**Set problem:** Can you turn everything in the data from the line containing "find the white bowl" down to the very last line into a numbered list, leaving out any blank lines?

**** Supplied information

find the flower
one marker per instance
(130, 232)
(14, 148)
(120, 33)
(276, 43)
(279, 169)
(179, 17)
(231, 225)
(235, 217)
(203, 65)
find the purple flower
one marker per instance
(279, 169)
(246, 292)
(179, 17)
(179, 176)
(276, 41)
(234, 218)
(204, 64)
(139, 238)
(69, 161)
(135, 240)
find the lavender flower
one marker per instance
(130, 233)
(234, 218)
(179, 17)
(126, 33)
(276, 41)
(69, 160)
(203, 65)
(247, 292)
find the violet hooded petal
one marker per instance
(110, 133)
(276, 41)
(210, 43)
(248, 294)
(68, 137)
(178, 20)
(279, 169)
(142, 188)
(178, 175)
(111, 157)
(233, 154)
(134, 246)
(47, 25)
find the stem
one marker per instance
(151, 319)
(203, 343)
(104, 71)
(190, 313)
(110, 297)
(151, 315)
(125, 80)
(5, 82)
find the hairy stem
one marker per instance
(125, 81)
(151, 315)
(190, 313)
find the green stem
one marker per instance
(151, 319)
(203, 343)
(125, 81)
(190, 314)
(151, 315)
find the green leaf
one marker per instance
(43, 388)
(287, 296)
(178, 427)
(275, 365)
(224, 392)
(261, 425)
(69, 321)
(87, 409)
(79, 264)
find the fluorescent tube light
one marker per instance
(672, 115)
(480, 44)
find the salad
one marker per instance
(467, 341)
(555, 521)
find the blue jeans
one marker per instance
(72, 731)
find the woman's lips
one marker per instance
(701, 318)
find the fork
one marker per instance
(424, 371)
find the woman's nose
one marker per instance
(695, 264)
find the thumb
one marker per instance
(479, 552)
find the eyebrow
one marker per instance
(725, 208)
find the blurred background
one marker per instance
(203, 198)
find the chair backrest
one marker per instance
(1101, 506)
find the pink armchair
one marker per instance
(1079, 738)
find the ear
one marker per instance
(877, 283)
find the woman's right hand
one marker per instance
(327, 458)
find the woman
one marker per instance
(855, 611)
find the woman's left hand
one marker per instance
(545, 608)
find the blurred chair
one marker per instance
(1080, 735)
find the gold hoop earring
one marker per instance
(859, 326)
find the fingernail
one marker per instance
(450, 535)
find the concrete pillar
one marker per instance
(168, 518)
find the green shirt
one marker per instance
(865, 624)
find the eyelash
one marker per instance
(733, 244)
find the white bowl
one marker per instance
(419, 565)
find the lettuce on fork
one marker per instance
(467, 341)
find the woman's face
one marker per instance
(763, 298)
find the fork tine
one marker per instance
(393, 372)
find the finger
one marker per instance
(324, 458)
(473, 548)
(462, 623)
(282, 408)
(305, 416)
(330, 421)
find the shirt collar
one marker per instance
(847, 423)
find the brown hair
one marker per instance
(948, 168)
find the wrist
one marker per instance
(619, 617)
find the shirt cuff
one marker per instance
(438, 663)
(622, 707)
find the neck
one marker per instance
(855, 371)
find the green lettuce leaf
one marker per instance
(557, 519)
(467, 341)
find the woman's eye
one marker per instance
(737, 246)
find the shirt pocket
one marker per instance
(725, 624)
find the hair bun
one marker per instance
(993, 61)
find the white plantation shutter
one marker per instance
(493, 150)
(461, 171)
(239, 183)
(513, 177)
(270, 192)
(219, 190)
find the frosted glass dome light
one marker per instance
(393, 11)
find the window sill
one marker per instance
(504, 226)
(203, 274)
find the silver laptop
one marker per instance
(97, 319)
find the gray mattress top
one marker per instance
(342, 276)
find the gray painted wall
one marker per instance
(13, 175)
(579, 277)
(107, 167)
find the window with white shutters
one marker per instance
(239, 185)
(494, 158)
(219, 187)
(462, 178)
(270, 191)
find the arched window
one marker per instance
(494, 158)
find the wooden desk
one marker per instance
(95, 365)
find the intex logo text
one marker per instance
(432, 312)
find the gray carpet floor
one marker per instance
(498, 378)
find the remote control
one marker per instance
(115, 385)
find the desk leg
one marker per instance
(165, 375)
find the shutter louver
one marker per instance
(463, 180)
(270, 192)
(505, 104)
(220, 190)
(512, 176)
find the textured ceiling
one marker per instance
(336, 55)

********

**Completed task:**
1. find the white bowl
2. one marker per instance
3. (419, 565)
4. find the lettuce on fork
5. one marker per instance
6. (467, 341)
7. find the woman's face
8. one marker per instance
9. (763, 298)
10. find the fork tine
11. one marker per instance
12. (393, 372)
13. find the finger
14. one marker per instance
15. (324, 458)
16. (473, 548)
17. (462, 623)
18. (282, 408)
19. (305, 416)
20. (330, 421)
21. find the shirt collar
22. one marker per instance
23. (847, 423)
24. find the brown hair
25. one marker per instance
26. (948, 168)
27. find the wrist
28. one marker per instance
29. (619, 617)
30. find the shirt cuff
31. one marker per instance
32. (438, 663)
33. (622, 707)
34. find the neck
35. one marker per instance
36. (855, 371)
37. find the green lettuce leaf
38. one marker per instance
39. (557, 519)
40. (467, 341)
41. find the woman's eye
42. one marker per instance
43. (737, 246)
44. find the shirt pocket
45. one marker per instance
46. (725, 624)
47. find the hair bun
48. one marker per instance
49. (993, 61)
50. find the white plantation shutter
51. one marker per instance
52. (493, 150)
53. (461, 171)
54. (239, 183)
55. (513, 177)
56. (270, 192)
57. (219, 190)
58. find the frosted glass dome light
59. one marker per instance
60. (393, 11)
61. find the window sill
62. one marker per instance
63. (504, 226)
64. (203, 274)
65. find the silver laptop
66. one marker per instance
67. (97, 319)
68. find the gray mattress top
69. one marker per instance
70. (342, 276)
71. find the gray painted wall
72. one marker per instance
73. (13, 175)
74. (579, 277)
75. (107, 167)
76. find the window with white shutters
77. one marker per instance
78. (239, 185)
79. (494, 158)
80. (219, 187)
81. (462, 178)
82. (270, 191)
83. find the arched window
84. one marker per instance
85. (494, 158)
86. find the wooden desk
87. one marker per instance
88. (95, 365)
89. find the intex logo text
90. one marker per instance
91. (432, 312)
92. find the gray carpet floor
93. one marker per instance
94. (498, 378)
95. find the remote control
96. one marker per instance
97. (115, 385)
98. find the desk leg
99. one marker per instance
100. (165, 375)
101. find the shutter louver
102. one marker per instance
103. (463, 180)
104. (270, 192)
105. (505, 104)
106. (220, 190)
107. (512, 176)
108. find the textured ceiling
109. one marker per instance
110. (336, 55)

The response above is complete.